Azorín es el más misterioso de los autores del 98. Fue un ser apasionante y contradictorio. Si en su escritura persigue una síntesis entre lo mejor del pasado y el pálpito de su presente, en el ámbito personal estos dos espacios aparecen, si no enfrentados, sí en conflicto, por mucho que el escritor de Monóvar relativizase las críticas que recibió de buena parte de sus iguales por su obstinación en ser alguien al margen de la literatura.
“En la vida, entre el sentir o creer que se siente no hay diferencia alguna. Acoplamos, pues, los pensamientos a las sensaciones. Si las sensaciones son continuas, y vivaces, e intensas, los pensamientos irán variando según sintamos. No importará que el pensamiento de hoy esté en contraposición con el de ayer; somos, en estos momentos, al pensar de distinto modo, fieles a nosotros mismos; no existe versatilidad, sino lealtad para con nosotros mismos. Puesto que el ambiente del mundo y la sensibilidad con la que aprehendemos el mundo ha cambiado, nosotros variamos. No seríamos humanos si no lo hiciéramos”.
Excusatio non petita, acusativo manifiesta. La biografía de Fuster aporta datos biográficos sustantivos que ayudan a dar un sentido a lo que, en apariencia, pareciera no tenerlo. A modo de ejemplo: su raudo viaje desde el anarquismo y el federalismo, con Pi y Margall como referente, hasta las filas de un conservadurismo militante (el de Maura, al que deja de lado cuando decae su estrella para ganarse los favores de otros, ya fuera De la Cierva o, después de la Guerra Civil, Franco).
O su trayectoria como escritor de periódicos, donde El País (el viejo diario republicano) es su comienzo y Abc, el diario monárquico de la familia Luca de Tena, el destino más duradero y casi definitivo, a excepción del tránsito (temporal) por El Imparcial, de donde fue despedido por escribir unos reportajes sobre la Andalucía amarga que no gustaron al dueño del periódico.

Objetivo a ->
Responde a estas preguntas sobre el texto dedicado a Azorín:
(i) ¿De qué localidad es el escritor, según el texto?
(ii) ¿Qué periódico fue el comienzo de su trayectoria como escritor de periódicos?
(iii) ¿Por qué fue despedido de El Imparcial?

Datos proporcionados ->
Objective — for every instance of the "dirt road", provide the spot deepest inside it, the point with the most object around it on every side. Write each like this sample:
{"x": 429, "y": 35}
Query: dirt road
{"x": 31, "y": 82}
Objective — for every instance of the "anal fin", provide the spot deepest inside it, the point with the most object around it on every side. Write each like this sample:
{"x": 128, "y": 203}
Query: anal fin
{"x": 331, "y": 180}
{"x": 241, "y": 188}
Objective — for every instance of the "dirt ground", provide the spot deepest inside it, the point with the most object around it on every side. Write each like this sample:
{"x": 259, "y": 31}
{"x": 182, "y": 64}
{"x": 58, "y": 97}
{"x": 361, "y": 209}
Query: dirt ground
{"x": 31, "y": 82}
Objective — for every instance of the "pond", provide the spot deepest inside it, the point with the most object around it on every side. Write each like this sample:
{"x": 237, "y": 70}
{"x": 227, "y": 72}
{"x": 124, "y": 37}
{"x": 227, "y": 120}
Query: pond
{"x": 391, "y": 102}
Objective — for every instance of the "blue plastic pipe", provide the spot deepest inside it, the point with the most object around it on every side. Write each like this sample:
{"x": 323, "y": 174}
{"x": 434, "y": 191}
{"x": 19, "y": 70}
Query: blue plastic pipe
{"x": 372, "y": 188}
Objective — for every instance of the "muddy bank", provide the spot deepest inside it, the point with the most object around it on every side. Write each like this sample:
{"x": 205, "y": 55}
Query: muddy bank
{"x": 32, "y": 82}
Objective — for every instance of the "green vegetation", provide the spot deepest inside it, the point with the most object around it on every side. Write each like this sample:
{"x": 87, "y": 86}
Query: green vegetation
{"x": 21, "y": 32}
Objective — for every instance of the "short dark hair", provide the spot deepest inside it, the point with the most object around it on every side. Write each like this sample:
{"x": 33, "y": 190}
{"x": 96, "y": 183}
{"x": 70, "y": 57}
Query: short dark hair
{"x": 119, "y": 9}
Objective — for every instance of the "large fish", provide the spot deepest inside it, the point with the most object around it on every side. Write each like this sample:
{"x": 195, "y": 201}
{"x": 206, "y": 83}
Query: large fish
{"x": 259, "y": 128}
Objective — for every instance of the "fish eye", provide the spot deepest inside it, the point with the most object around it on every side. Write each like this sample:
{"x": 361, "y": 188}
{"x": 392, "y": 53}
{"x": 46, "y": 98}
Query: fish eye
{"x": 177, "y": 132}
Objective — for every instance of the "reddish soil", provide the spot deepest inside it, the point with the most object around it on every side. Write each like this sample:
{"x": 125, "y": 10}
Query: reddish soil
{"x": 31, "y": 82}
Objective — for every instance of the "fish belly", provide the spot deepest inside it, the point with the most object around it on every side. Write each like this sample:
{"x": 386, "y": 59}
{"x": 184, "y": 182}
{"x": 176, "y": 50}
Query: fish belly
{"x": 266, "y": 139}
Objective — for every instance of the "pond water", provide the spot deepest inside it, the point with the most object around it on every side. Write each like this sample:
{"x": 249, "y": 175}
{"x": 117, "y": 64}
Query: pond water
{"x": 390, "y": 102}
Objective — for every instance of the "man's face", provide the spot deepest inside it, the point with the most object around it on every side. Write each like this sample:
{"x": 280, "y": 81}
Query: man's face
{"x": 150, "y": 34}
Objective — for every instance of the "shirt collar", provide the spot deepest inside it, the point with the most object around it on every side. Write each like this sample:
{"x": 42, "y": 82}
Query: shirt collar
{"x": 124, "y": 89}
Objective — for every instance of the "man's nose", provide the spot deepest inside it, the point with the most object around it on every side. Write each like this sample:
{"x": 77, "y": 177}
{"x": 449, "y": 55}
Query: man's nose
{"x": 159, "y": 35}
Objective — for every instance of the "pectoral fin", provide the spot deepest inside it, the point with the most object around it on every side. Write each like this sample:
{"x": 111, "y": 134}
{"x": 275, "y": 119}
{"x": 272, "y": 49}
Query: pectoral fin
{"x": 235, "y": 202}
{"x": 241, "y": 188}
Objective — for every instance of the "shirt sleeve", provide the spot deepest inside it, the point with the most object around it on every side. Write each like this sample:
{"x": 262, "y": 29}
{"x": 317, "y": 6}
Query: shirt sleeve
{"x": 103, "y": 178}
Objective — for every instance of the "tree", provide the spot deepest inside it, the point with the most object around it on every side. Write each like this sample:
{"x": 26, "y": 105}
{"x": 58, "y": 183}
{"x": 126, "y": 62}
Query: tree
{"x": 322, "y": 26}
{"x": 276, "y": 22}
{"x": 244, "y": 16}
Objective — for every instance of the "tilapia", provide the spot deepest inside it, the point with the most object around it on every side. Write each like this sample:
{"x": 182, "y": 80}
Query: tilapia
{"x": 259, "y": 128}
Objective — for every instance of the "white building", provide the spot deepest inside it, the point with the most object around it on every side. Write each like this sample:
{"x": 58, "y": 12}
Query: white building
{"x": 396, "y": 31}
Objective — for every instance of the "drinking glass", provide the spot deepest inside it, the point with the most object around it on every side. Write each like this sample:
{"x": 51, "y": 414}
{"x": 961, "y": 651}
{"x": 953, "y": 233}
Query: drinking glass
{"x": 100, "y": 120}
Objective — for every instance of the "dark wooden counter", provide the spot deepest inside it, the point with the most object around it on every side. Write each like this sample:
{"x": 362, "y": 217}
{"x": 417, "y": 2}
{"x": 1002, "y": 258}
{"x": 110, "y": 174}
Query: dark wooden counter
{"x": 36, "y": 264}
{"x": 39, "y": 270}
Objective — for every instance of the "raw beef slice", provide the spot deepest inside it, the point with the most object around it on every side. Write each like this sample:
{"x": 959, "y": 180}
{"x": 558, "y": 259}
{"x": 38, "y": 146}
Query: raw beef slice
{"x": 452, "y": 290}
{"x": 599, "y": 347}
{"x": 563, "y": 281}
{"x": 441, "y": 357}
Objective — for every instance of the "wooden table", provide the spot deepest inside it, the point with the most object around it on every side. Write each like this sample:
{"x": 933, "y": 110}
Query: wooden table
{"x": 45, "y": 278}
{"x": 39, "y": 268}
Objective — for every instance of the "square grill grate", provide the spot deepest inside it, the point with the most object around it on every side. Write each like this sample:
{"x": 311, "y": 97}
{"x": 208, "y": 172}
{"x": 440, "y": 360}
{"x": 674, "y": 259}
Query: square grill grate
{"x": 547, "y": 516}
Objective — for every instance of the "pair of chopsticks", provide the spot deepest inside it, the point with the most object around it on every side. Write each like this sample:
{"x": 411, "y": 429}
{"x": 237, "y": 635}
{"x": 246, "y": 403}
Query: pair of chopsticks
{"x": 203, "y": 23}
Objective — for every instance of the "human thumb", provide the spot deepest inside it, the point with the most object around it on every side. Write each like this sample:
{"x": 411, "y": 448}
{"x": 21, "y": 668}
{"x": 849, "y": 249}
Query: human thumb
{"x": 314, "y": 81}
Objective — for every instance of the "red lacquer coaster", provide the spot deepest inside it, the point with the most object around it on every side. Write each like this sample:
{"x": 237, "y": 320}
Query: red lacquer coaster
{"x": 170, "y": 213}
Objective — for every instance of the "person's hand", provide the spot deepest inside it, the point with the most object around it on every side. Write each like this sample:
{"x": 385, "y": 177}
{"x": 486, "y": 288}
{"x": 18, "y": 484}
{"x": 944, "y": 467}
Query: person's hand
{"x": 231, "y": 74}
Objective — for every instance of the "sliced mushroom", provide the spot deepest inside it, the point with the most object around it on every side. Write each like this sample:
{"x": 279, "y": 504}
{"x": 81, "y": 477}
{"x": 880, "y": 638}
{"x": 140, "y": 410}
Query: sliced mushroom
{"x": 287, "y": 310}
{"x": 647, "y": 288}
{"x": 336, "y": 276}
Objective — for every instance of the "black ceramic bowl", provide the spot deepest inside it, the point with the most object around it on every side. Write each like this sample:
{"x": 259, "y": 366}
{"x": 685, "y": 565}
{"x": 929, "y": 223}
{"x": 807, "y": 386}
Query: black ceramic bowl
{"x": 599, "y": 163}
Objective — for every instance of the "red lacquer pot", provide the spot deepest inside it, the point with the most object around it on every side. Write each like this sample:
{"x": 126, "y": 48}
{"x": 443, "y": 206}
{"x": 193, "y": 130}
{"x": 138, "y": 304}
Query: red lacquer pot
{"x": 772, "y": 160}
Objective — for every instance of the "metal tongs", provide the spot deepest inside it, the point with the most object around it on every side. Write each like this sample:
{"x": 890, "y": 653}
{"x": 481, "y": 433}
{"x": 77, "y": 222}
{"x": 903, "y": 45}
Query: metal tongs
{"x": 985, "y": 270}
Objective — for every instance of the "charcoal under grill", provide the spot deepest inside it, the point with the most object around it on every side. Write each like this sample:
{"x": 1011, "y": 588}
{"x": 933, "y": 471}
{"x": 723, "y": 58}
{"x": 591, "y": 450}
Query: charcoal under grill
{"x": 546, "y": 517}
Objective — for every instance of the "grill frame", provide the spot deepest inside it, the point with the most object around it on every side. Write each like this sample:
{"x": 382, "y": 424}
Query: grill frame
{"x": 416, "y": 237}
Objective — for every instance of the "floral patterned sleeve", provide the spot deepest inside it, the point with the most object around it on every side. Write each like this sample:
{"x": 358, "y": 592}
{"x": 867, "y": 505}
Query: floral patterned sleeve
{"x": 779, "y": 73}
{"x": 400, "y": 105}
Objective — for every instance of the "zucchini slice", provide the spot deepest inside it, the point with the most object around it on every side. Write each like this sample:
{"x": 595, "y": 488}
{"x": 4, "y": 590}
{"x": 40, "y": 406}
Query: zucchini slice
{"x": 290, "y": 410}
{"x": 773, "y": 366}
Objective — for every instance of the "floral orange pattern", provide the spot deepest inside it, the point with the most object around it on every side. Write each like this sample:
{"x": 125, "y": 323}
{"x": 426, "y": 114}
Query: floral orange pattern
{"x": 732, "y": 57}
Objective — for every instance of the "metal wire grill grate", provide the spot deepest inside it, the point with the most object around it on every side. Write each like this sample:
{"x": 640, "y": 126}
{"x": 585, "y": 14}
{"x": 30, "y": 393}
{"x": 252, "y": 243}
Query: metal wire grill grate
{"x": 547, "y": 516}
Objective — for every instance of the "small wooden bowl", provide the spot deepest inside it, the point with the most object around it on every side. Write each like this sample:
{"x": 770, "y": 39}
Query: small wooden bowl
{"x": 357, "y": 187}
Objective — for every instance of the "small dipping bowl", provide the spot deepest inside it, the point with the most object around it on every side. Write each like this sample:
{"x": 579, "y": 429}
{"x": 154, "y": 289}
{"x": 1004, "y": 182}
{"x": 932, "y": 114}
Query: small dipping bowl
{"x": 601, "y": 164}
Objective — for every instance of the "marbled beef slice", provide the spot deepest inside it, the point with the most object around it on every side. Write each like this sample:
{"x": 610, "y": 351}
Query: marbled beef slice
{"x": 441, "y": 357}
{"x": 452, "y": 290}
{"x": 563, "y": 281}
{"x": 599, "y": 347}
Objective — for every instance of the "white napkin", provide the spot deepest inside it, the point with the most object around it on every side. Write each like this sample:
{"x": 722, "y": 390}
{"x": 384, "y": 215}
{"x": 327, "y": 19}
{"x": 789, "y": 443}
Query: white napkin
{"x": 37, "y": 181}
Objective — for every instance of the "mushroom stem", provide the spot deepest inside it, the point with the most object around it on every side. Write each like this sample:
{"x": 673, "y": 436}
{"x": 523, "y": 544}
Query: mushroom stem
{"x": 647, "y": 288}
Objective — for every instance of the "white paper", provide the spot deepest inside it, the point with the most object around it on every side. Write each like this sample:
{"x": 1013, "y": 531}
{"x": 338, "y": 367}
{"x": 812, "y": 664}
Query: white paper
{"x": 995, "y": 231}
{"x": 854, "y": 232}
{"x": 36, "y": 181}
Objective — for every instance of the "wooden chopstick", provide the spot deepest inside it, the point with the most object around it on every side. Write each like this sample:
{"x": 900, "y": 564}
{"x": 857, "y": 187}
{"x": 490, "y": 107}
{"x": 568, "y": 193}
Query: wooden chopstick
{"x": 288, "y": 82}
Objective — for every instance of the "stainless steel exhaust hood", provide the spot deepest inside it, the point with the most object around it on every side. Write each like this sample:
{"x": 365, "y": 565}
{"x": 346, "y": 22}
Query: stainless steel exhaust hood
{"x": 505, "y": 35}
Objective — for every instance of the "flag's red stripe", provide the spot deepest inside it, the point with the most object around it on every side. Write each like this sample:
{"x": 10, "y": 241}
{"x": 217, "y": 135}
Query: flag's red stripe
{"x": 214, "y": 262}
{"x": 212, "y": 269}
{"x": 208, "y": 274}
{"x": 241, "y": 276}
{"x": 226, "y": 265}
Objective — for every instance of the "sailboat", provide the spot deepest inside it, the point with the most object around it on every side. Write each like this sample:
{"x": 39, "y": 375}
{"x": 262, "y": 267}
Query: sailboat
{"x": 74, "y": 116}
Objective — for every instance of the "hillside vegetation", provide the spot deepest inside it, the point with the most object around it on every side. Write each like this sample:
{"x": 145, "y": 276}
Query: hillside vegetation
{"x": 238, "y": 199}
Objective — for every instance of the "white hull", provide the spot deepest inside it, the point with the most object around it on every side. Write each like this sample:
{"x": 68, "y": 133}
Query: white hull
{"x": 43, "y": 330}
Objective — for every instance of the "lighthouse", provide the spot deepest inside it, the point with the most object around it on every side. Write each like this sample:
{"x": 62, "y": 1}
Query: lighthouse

Objetivo b -> Calcula cuántas líneas de las filas contienen la cadena "ground". Responde solo con el número.

Resultado a ->
(i) De Monóvar.
(ii) El País, el viejo diario republicano.
(iii) Por escribir unos reportajes sobre la Andalucía amarga que no gustaron al dueño del periódico.

Resultado b -> 2